> _WORK TASK_: Line for line, return the data exactly, omitting all pictures.
-- INPUT follows --
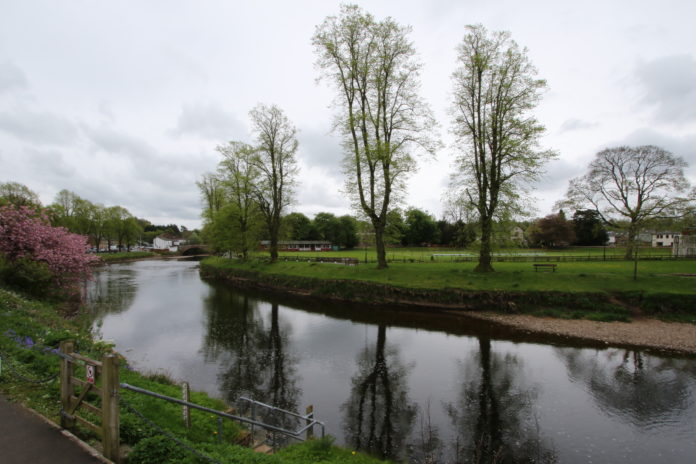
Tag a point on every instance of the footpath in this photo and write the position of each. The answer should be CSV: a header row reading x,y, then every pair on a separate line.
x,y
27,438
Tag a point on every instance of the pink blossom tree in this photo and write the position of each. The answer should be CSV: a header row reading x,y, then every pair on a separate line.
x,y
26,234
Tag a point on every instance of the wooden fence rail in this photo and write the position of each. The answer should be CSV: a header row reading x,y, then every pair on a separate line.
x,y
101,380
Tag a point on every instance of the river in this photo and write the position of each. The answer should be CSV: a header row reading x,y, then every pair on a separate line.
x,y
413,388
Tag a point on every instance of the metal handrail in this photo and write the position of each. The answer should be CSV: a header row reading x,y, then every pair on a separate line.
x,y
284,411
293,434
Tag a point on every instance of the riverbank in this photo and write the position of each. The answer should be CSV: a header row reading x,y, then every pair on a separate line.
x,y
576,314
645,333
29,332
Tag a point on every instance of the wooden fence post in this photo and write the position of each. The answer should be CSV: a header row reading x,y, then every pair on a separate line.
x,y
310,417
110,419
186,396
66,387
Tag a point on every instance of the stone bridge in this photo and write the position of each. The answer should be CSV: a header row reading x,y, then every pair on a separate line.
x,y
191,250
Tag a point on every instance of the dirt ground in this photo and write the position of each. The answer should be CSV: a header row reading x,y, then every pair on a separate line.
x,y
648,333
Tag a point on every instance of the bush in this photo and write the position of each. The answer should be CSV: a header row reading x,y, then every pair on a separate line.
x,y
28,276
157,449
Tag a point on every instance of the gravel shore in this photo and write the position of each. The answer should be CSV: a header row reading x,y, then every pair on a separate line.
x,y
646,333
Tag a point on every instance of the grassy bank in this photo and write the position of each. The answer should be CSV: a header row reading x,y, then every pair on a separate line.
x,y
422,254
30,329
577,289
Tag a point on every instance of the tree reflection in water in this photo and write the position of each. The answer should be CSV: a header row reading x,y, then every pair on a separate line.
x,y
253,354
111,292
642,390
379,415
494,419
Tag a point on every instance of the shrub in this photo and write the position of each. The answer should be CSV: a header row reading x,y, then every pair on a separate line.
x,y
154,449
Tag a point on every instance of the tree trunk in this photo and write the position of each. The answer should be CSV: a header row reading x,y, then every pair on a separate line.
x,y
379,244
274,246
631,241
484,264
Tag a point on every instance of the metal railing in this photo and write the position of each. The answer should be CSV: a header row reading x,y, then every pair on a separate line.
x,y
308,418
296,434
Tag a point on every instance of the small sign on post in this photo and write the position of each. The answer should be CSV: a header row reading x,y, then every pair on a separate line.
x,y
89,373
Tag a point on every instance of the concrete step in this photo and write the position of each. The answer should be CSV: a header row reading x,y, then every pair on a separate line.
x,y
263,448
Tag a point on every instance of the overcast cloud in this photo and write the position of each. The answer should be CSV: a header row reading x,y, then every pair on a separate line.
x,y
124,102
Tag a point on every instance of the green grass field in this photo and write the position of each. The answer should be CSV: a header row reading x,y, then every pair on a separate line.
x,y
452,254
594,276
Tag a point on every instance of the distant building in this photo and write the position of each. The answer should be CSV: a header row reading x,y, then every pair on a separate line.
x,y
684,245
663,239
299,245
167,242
-- INPUT concluded --
> _RESULT_:
Tag a point on every instance of the footpath in this photo and write the position of each. The answer should be CSV: a header row reading x,y, then every pair on a separate line.
x,y
27,438
Tag a point on every instance of the pink blossom tree in this photo and write the position of each. The answer should be CSV: a header row reading x,y, then every pair on a separate line.
x,y
26,234
Tag a point on every instance of the wooden fence rail in this photo and write the position of each. The answer should be CSV: a header row reading x,y, then every pair on a separate line.
x,y
101,380
Tag a point on every instance of the river in this photo and write the position of each. The answer should be CSV: a header row reading x,y, then every pair on a separate line.
x,y
413,388
Tag a point on every instance of the metal handrail in this photo and write the position of each. The answer should be CSV: a header row reading x,y, then every pair on a separate line.
x,y
284,411
293,434
Tag a point on every instance of the riverbank in this photo and write the position of each. The answer should be CSV: a header row reading x,y, then every pair on a separate line.
x,y
576,314
645,333
29,332
Tag a point on every instance of the wooden fence post in this photo and write the position of each. The answer should be CSV: a header row reading x,y, then every pair on a separate line.
x,y
310,417
110,419
186,396
66,387
Tag a point on every instance of the stone bridge in this photo and write the position of each. The answer should be CSV: a header row reading x,y, then every pair on a separate line.
x,y
191,250
Tag a point on every instance of the dirt ground in this photo and write the position of each. The answer should be CSV: a header row reading x,y, then every pair on a separate line.
x,y
648,333
Tag a point on every instance of the bush in this photo and write the position of each. The answer should be CSV: a header row reading x,y, then every pair on a separate line.
x,y
28,276
157,449
Tag a point on every instance of the gravel shore in this photo and write the position of each. The answer should be CSV: a header row reading x,y, then every pair on a separate line.
x,y
646,333
Tag a point on every instance of the grassy bank in this photo and write the position of each. The answer should be CSV: a header row reading x,y, then every pair on a separate line.
x,y
422,254
30,329
577,289
Tag a point on every instance of the tree reflection in water in this photo and write the position of each. The answer should be CSV: a header row reading x,y, then every pair on a separate line.
x,y
253,354
111,292
642,390
379,415
494,419
Tag a point on every instance of the shrub in this photo and write the position of each. The answer should be CSV: a header row reading x,y, then every pair on a separate line.
x,y
154,449
Tag a point on every instance of the tree trunk in this photo and write the position of each. The answer should be CSV: a header row reading x,y, then every pair on a separate line.
x,y
379,244
274,246
631,241
484,264
Tag a point on every instance of the metal railing in this photo and write the position of each. The answer should be CSV: a header row reading x,y, then every pair on a separate line.
x,y
308,418
296,434
Tag a point on every instance of the small sign on post in this photo and write the position of each. The answer should be CSV: a header row reading x,y, then every pair on a separate line.
x,y
89,373
Tag a point on every instance of the concrete step in this photo and write the position of each. The answer should be CSV: a header row reading x,y, then every pair on a separate line.
x,y
263,448
Tag a point on every instance of the overcast cloud in this photo and write the position of each. The answer should be CSV: a header row reading x,y, then every pair on a separate line.
x,y
124,102
Tag a point on every instance of the green grass field in this photo and write the position of each. The answer should be CSV: a header row reading x,y, then every pair on a separate line.
x,y
452,254
594,276
Tag a point on every instance of the distant building in this photo and write the position of each. The answer should be CSV: a header row reading x,y, then every pair on a separate line.
x,y
684,245
663,239
299,245
167,242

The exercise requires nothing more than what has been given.